* **Work order**
Each line of the entries below that includes "torii" belongs in your answer.

Stored data entries:
-*-

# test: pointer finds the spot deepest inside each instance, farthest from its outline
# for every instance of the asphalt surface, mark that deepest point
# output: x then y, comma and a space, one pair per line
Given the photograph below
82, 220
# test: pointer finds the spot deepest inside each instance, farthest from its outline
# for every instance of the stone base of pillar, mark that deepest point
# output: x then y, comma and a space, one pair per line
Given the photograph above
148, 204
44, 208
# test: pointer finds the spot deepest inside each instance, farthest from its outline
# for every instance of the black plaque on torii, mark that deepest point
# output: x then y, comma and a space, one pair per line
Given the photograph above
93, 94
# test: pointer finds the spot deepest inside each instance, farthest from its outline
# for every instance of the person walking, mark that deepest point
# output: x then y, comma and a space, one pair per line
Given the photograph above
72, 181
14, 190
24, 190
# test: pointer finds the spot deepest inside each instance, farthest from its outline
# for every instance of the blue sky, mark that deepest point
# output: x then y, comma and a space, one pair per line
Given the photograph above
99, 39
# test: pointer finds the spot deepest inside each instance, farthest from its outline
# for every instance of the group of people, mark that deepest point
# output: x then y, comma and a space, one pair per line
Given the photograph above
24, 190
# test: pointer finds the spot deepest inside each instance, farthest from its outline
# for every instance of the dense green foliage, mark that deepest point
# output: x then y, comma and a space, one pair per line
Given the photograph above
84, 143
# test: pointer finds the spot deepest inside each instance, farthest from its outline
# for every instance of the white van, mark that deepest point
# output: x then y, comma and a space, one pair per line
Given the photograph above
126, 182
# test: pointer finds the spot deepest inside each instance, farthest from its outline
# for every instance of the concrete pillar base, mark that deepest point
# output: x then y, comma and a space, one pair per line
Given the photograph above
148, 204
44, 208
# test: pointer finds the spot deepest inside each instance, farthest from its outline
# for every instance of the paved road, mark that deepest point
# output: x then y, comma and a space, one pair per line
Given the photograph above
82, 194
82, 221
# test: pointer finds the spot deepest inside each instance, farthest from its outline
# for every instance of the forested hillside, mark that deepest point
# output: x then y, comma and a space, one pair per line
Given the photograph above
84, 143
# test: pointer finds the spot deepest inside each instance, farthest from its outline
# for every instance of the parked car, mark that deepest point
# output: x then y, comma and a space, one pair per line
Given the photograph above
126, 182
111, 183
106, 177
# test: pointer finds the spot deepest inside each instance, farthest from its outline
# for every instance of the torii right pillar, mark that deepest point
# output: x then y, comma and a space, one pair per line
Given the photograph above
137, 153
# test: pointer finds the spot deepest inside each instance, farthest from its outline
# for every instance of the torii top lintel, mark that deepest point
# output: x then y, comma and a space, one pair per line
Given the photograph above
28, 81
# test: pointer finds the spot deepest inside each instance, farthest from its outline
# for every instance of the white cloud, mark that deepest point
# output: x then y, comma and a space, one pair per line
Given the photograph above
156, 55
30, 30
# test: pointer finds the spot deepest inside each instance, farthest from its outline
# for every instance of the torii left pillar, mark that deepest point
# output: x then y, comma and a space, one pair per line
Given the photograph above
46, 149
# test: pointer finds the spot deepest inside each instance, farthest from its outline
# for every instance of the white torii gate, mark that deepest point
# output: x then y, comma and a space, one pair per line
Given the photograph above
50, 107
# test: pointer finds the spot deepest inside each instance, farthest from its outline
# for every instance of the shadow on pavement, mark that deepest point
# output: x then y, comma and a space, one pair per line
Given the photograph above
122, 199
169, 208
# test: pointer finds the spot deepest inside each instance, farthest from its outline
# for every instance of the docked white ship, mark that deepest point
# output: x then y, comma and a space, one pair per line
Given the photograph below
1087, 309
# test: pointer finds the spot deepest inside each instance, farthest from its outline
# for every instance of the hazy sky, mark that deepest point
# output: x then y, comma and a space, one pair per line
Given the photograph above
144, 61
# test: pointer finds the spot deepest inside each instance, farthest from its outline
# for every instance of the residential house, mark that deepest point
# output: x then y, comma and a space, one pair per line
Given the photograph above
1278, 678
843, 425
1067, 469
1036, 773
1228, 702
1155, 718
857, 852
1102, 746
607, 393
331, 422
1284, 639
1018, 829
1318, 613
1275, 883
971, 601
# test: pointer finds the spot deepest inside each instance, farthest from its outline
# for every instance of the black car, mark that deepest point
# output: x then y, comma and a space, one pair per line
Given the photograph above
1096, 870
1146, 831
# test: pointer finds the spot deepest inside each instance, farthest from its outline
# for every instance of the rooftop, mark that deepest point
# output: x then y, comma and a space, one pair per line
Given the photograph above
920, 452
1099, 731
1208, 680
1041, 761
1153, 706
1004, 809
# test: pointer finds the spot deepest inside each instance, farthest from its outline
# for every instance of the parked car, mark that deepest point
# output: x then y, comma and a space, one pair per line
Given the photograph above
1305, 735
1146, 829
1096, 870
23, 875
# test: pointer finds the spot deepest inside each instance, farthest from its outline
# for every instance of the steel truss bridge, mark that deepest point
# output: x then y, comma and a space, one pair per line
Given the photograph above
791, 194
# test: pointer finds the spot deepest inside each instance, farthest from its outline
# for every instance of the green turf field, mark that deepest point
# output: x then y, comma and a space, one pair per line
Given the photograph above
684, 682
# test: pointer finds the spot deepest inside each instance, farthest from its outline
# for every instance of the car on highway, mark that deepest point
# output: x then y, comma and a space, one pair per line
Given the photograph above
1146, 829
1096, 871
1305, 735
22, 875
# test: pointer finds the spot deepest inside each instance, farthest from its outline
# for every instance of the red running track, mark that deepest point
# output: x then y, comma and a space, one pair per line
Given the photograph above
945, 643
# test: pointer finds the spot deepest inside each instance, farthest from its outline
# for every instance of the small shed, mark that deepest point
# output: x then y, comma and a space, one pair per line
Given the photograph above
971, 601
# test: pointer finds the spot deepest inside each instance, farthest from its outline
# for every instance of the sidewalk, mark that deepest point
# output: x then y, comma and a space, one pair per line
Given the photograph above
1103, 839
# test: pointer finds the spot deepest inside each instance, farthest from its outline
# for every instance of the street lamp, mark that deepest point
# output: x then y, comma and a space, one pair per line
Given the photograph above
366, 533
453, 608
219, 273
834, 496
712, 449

-*-

* **Output of the exercise**
# for every instance of the black plaque on torii, mark that deepest point
# for every instance of the torii right pillar, mark that deepest point
# for every instance of the torii top lintel, mark that deepest point
# for every instance of the torii left pillar, mark that deepest point
# for every instance of the white torii gate, mark that deepest point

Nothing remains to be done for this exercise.